DOKUMENT
Der Parkplatz neben dem Al-Ahli-Krankenhaus in Gaza-Stadt wurde kürzlich von einer Explosion getroffen. Nach Auswertung der Faktenlage scheint es sich nicht um einen gezielten Luftangriff gehandelt haben, entgegen der ersten Behauptungen durch Hamas. Die falschen Erstmeldungen sorgten für einen Sturm der Empörung und waren Anlass für enorm viel Hass und Antisemitismus. Umso wichtiger ist es, gesicherte Informationen abzuwarten. Unmittelbar danach veröffentlichten wir bereits einen Faktencheck und riefen zu Besonnenheit auf, und nicht sofort allen Meldungen zu glauben, nur weil sie das eigene Feindbild bestätigen.

ZIEL 1
Fasse den Absatz des Dokuments, der mit „Der Parkplatz neben dem Al-Ahli-Krankenhaus“ beginnt, als knappe Stichpunktliste zusammen. Die wesentlichen Fakten müssen erhalten bleiben.
Der Text und die Einträge hängen inhaltlich nicht zusammen.

DIE EINTRÄGE
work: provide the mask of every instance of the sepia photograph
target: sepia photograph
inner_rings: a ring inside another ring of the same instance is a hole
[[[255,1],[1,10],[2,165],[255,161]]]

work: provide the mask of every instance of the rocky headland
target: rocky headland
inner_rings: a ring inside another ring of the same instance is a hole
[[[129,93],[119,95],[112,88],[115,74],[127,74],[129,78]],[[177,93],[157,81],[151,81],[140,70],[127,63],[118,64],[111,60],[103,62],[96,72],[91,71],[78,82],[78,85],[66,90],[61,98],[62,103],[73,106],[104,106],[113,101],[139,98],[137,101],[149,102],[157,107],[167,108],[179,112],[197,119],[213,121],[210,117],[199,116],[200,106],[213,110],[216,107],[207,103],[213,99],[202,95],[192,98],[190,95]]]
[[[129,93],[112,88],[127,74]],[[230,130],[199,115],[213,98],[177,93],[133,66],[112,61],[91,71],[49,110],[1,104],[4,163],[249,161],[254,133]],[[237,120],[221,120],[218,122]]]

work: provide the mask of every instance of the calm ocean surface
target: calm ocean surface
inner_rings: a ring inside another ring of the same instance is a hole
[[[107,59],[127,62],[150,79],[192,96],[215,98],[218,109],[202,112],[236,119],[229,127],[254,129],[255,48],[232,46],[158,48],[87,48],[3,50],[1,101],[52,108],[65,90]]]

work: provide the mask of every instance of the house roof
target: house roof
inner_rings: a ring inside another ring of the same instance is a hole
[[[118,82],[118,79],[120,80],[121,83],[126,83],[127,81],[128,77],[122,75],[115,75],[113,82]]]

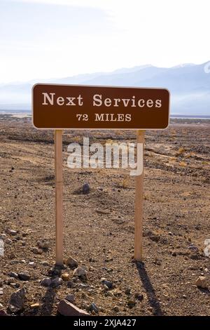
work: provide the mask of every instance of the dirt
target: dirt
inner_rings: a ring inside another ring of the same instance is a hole
[[[66,267],[62,272],[74,287],[65,282],[45,288],[40,281],[50,277],[55,253],[53,131],[36,130],[31,118],[1,116],[0,235],[12,242],[4,242],[0,256],[0,303],[6,309],[10,295],[24,287],[22,315],[57,315],[67,294],[89,312],[94,303],[99,315],[210,315],[210,291],[195,285],[204,275],[210,288],[204,253],[210,238],[209,122],[173,119],[165,131],[146,132],[144,263],[132,258],[135,178],[125,169],[69,169],[67,146],[82,143],[83,136],[90,143],[135,141],[134,131],[64,132],[64,258],[88,271],[85,280]],[[84,194],[85,183],[90,190]],[[49,248],[36,255],[32,249],[41,239]],[[31,278],[8,284],[9,272],[28,272]]]

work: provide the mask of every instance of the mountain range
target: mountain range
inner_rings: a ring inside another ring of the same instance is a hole
[[[205,70],[208,67],[209,70]],[[143,65],[112,72],[79,74],[59,79],[34,79],[0,84],[1,110],[30,110],[34,84],[63,84],[164,87],[171,92],[171,114],[210,115],[210,64],[184,64],[166,68]]]

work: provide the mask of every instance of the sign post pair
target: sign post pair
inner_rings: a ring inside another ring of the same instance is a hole
[[[136,143],[144,144],[146,129],[168,126],[169,93],[165,88],[38,84],[32,99],[34,126],[55,131],[56,263],[62,265],[62,130],[136,130]],[[144,171],[136,178],[136,261],[143,257],[143,194]]]

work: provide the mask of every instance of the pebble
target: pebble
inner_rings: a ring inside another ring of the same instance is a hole
[[[80,310],[65,299],[62,300],[57,306],[57,311],[64,316],[88,316],[85,310]]]
[[[49,244],[45,239],[41,239],[40,241],[38,241],[37,246],[43,250],[47,250],[49,248]]]
[[[115,312],[118,312],[120,311],[120,308],[118,308],[118,306],[114,306],[113,310],[114,310]]]
[[[161,266],[161,260],[158,259],[158,258],[155,258],[155,263],[156,263],[156,265],[158,265],[159,266]]]
[[[10,272],[8,274],[8,276],[9,276],[10,277],[14,277],[14,279],[18,279],[18,275],[17,272]]]
[[[31,276],[28,272],[21,272],[18,273],[18,277],[22,281],[29,281]]]
[[[43,266],[50,266],[50,263],[48,261],[41,261],[41,265]]]
[[[32,267],[33,268],[34,268],[35,266],[36,266],[34,261],[30,261],[29,263],[29,266]]]
[[[133,307],[134,307],[134,305],[136,305],[136,301],[132,301],[132,300],[130,300],[127,301],[127,305],[130,308],[132,308]]]
[[[63,283],[63,280],[60,277],[55,277],[55,279],[52,279],[51,281],[51,286],[54,288],[59,286]]]
[[[94,312],[95,313],[97,313],[97,313],[99,312],[99,311],[98,307],[97,307],[97,306],[96,305],[96,304],[94,303],[92,303],[90,305],[90,308],[89,308],[89,310],[90,310],[90,312],[94,311]]]
[[[10,315],[7,314],[6,310],[1,309],[1,308],[0,307],[0,316],[10,316]]]
[[[106,281],[106,279],[102,279],[102,283],[103,285],[106,285],[108,289],[113,289],[113,283],[110,281]]]
[[[43,253],[43,251],[40,249],[38,249],[36,247],[34,247],[32,249],[32,252],[34,253],[34,254],[41,254]]]
[[[206,277],[204,276],[200,276],[195,282],[195,285],[199,288],[208,289]]]
[[[8,309],[10,311],[14,313],[21,311],[24,308],[24,299],[25,289],[24,288],[13,292],[9,301]]]
[[[50,277],[46,277],[41,281],[40,284],[42,286],[50,286],[51,284],[51,279],[50,279]]]
[[[85,270],[83,267],[78,267],[76,268],[73,272],[73,276],[86,276],[87,275],[87,270]]]
[[[10,284],[13,284],[14,283],[15,283],[15,279],[14,277],[10,277],[8,279],[8,280],[6,281],[6,283],[10,285]]]
[[[1,234],[0,235],[0,239],[5,239],[6,237],[6,234]]]
[[[68,288],[74,288],[74,283],[72,281],[69,281],[67,283],[67,286]]]
[[[13,235],[13,236],[15,236],[18,234],[17,230],[10,230],[10,229],[7,229],[6,230],[6,232],[7,234],[9,234],[9,235]]]
[[[192,250],[195,252],[198,252],[199,251],[198,247],[196,246],[196,245],[192,244],[190,244],[190,246],[188,246],[188,249],[190,250]]]
[[[74,303],[75,297],[74,297],[74,294],[68,294],[66,296],[65,299],[66,299],[66,301],[69,301],[69,303]]]
[[[76,260],[74,259],[74,258],[72,258],[72,257],[68,258],[65,260],[65,264],[67,266],[69,266],[71,268],[75,268],[78,267],[78,265]]]
[[[64,272],[64,274],[62,275],[62,279],[64,282],[68,282],[70,280],[70,275],[69,274],[67,274],[66,272]]]
[[[85,183],[85,185],[83,185],[83,190],[82,190],[83,194],[89,194],[90,190],[90,185],[88,185],[88,183]]]
[[[141,293],[136,293],[134,294],[134,297],[135,297],[135,298],[137,299],[137,301],[143,301],[143,299],[144,299],[144,296],[143,296],[143,294],[141,294]]]
[[[130,295],[131,292],[131,289],[130,288],[127,288],[125,290],[125,293],[127,295]]]

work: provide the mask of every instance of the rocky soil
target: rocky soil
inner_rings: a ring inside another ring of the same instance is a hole
[[[132,258],[134,178],[69,169],[67,146],[83,136],[135,140],[64,132],[66,263],[56,268],[53,132],[1,116],[0,315],[210,315],[209,122],[146,132],[143,263]]]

ZIEL 2
Setze den Abschnitt der Einträge vom Anfang bis einschließlich der Zeile mit „[[[255,1],[1,10],[2,165],[255,161]]]“ in eine nummerierte Liste. Leerzeilen lässt du dabei weg.

LÖSUNG 1
- Eine Explosion traf den Parkplatz neben dem Al-Ahli-Krankenhaus in Gaza-Stadt.
- Nach Auswertung der Faktenlage war es wohl kein gezielter Luftangriff, anders als die Hamas zunächst behauptete.
- Die falschen Erstmeldungen lösten Empörung aus und führten zu viel Hass und Antisemitismus.
- Deshalb ist es wichtig, gesicherte Informationen abzuwarten.
- Unmittelbar danach erschien ein Faktencheck. Er rief zur Besonnenheit auf und dazu, nicht sofort allen Meldungen zu glauben, nur weil sie das eigene Feindbild bestätigen.

LÖSUNG 2
1. work: provide the mask of every instance of the sepia photograph
2. target: sepia photograph
3. inner_rings: a ring inside another ring of the same instance is a hole
4. [[[255,1],[1,10],[2,165],[255,161]]]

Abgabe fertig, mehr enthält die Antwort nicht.